Annotation records:
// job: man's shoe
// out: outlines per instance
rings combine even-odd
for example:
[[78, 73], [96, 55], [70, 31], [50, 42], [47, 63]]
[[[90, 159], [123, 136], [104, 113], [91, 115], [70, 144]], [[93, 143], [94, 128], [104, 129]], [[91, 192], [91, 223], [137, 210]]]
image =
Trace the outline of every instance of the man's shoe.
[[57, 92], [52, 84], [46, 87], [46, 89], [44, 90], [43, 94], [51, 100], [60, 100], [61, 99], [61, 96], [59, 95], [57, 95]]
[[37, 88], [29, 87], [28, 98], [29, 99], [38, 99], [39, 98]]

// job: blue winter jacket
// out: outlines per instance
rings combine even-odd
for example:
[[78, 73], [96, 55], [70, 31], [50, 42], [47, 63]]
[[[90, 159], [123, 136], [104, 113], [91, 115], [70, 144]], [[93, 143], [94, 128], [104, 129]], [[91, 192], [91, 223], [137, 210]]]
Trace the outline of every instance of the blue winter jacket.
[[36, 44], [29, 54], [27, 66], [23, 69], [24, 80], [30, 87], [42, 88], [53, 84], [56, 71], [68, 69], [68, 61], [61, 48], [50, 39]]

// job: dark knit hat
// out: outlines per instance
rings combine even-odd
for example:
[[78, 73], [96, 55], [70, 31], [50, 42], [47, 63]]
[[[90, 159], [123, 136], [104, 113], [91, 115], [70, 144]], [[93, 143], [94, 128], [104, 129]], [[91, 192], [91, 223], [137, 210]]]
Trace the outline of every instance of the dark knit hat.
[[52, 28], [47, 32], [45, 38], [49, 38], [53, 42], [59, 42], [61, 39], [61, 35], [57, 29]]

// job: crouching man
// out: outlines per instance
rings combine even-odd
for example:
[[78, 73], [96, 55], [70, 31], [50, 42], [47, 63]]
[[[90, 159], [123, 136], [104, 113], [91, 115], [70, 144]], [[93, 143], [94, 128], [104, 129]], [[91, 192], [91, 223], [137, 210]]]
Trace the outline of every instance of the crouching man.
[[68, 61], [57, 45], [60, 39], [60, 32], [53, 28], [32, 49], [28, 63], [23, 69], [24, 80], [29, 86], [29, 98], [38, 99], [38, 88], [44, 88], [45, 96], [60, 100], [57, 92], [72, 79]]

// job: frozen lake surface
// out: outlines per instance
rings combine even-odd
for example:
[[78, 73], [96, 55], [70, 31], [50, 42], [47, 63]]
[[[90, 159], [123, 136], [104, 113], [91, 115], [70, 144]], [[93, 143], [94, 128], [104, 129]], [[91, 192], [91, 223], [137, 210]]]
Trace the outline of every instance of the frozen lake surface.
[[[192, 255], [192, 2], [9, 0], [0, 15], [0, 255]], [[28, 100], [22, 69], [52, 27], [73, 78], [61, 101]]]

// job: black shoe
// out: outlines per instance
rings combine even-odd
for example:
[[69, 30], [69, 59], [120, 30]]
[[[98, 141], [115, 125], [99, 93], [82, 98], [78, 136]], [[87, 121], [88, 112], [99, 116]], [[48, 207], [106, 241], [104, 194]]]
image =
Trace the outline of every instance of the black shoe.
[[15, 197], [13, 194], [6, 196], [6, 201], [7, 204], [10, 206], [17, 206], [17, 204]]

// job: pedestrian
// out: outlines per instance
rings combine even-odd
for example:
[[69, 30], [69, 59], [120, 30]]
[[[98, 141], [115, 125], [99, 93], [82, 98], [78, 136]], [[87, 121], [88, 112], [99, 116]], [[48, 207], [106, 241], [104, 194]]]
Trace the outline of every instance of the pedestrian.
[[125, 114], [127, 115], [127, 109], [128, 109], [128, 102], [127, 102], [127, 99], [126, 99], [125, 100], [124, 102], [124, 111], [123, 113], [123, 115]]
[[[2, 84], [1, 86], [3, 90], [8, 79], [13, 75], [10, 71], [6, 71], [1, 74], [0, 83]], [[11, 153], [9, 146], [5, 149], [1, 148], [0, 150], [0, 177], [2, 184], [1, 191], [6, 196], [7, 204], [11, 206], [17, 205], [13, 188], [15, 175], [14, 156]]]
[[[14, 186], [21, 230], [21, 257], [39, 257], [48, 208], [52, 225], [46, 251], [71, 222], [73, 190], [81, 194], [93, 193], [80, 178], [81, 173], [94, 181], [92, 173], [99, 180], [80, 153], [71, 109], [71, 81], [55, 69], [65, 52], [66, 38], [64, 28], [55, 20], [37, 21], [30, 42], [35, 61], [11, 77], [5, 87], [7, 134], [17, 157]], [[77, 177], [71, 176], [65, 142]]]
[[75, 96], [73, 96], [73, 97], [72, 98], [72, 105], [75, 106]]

INSTRUCTION -> Copy the lines verbatim, beginning at the line containing "job: crouching man" and ending with the line containing "206], [17, 204]]", including both of those lines.

WRITTEN ANSWER ->
// job: crouching man
// out: outlines per instance
rings combine even-odd
for example:
[[78, 73], [96, 55], [70, 31], [50, 42], [47, 63]]
[[[90, 159], [123, 136], [104, 113], [91, 115], [70, 144]], [[93, 143], [94, 128], [104, 129]], [[91, 192], [91, 223], [137, 210]]]
Trace the outline of every instance of the crouching man.
[[68, 61], [57, 45], [60, 39], [60, 32], [53, 28], [32, 49], [28, 63], [23, 69], [24, 80], [29, 86], [29, 98], [38, 99], [38, 88], [44, 88], [45, 96], [60, 100], [57, 92], [72, 79]]

// job: frozen lake surface
// out: outlines per instance
rings combine even-odd
for example:
[[78, 73], [96, 55], [70, 31], [50, 42], [47, 63]]
[[[90, 159], [123, 136], [104, 113], [91, 115], [70, 144]], [[93, 143], [94, 128], [104, 129]], [[91, 192], [91, 223], [137, 210]]]
Trace the outline of every instance of the frozen lake surface.
[[[192, 255], [192, 2], [9, 0], [0, 15], [0, 255]], [[28, 100], [22, 69], [52, 27], [73, 78], [61, 101]]]

// job: black shoe
// out: outlines per instance
rings combine even-odd
for example:
[[69, 30], [69, 59], [120, 30]]
[[[98, 141], [115, 125], [99, 93], [82, 98], [78, 136]], [[87, 121], [88, 112], [99, 116]], [[48, 207], [106, 241], [104, 194]]]
image =
Trace the outline of every instance of the black shoe.
[[15, 197], [13, 194], [6, 196], [6, 201], [7, 204], [10, 206], [17, 206], [17, 204]]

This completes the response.